List each line of the material below that contains the string "tree". Matches are case-sensitive.

Lines of data
++++++++
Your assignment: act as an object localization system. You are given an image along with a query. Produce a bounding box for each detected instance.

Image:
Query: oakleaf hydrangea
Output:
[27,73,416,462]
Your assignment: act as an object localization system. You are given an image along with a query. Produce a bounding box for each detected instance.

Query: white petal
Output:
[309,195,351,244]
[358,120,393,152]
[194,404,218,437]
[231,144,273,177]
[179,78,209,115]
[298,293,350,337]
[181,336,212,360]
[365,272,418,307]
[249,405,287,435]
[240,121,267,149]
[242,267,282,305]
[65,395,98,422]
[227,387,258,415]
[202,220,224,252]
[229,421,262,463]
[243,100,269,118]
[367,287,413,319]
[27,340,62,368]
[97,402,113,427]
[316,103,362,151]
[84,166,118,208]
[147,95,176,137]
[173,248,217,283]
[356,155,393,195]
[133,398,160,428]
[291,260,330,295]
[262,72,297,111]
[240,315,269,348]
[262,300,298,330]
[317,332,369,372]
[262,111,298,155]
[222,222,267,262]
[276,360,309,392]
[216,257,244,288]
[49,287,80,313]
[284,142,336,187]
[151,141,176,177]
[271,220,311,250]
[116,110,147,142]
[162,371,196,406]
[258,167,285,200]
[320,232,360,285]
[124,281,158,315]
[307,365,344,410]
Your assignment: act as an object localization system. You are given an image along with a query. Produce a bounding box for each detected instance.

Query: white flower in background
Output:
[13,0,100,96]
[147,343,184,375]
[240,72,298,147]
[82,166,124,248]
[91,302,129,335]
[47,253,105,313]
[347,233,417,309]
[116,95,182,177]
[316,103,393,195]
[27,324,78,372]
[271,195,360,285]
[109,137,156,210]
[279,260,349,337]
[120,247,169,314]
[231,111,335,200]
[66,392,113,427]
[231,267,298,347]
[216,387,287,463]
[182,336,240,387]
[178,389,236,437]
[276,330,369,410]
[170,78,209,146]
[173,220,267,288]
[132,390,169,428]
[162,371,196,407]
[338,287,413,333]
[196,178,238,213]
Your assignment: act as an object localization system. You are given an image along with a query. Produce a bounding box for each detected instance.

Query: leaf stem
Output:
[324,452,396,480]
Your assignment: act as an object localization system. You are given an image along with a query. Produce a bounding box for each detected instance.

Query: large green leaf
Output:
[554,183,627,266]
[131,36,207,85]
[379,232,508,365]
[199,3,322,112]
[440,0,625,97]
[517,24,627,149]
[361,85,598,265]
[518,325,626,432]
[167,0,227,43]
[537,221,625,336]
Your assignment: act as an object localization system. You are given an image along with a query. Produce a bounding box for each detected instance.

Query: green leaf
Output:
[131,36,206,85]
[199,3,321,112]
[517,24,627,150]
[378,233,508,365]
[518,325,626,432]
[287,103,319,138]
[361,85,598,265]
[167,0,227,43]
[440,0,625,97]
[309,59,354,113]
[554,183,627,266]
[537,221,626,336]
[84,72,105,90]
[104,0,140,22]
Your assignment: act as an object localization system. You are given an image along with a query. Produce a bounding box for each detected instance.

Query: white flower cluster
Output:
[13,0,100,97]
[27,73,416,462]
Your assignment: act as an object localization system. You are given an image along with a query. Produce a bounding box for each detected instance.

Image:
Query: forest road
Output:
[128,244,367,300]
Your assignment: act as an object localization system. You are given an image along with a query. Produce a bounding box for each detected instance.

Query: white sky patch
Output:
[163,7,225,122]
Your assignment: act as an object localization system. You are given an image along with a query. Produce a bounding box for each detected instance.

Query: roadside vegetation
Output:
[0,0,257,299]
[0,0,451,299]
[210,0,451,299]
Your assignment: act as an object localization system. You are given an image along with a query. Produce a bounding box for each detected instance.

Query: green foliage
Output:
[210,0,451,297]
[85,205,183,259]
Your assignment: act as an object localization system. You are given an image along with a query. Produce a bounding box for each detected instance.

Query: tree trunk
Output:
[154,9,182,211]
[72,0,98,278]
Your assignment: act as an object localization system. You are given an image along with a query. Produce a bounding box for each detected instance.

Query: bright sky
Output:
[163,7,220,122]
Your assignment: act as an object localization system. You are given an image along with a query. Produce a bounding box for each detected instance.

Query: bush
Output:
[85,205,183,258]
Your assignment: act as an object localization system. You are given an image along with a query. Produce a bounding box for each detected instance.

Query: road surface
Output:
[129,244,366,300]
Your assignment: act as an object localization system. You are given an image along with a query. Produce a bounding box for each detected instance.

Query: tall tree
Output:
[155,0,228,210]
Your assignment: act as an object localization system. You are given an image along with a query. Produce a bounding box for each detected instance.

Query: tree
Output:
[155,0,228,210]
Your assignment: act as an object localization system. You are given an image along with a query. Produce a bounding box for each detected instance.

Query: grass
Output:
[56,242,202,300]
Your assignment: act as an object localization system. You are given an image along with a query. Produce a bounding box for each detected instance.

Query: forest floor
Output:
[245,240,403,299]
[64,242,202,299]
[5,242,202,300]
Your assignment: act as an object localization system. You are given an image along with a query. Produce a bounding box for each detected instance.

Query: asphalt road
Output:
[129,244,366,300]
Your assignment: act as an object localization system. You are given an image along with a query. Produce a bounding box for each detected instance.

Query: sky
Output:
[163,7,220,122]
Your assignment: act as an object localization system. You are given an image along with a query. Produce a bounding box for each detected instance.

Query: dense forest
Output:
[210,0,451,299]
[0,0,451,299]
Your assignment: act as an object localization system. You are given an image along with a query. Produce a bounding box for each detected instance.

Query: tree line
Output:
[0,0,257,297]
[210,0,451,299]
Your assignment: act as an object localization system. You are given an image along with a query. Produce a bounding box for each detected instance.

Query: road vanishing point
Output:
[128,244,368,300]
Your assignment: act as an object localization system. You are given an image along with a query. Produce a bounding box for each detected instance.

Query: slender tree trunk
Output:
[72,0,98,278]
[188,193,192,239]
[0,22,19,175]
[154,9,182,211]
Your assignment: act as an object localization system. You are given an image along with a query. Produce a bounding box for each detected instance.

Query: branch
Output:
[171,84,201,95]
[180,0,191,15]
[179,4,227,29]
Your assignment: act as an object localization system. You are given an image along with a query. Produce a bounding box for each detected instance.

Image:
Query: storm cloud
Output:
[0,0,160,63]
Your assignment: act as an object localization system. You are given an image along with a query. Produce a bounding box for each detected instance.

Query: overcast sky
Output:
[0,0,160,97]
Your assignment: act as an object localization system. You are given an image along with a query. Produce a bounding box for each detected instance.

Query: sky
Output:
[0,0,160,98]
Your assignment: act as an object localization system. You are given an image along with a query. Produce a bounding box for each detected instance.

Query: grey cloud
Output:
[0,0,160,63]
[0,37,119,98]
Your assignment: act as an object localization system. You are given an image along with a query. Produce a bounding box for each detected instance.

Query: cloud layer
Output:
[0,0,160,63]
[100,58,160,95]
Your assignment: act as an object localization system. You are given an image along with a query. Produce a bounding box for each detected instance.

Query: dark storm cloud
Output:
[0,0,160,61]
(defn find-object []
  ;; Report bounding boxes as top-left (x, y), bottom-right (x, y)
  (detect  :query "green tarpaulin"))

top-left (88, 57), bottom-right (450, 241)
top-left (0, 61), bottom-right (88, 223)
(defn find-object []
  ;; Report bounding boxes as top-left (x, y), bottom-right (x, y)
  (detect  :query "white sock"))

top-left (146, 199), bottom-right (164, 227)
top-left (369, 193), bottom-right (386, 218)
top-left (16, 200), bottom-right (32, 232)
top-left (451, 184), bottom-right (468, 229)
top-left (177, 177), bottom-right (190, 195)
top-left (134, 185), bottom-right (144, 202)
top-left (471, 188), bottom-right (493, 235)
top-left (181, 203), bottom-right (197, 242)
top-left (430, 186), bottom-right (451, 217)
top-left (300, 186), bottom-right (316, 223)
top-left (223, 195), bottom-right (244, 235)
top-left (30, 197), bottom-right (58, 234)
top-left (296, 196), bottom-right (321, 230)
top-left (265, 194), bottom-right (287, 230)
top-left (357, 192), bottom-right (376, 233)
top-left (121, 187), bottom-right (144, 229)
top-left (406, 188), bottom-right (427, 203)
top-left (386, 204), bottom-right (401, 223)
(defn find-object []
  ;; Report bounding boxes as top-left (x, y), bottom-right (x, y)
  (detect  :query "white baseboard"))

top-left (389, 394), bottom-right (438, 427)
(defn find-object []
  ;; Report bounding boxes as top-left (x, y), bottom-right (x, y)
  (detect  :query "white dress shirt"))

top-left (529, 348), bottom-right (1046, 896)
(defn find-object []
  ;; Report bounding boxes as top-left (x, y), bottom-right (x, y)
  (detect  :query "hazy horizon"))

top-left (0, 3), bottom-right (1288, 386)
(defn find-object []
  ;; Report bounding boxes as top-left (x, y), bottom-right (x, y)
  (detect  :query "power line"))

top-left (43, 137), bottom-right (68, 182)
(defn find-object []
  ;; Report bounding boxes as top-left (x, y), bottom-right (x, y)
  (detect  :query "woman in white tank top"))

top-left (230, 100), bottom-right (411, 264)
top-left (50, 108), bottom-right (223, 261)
++++++++
#### RESPONSE
Query: tree trunk
Query: tall tree
Query: tree
Query: tree line
Query: slender tree trunk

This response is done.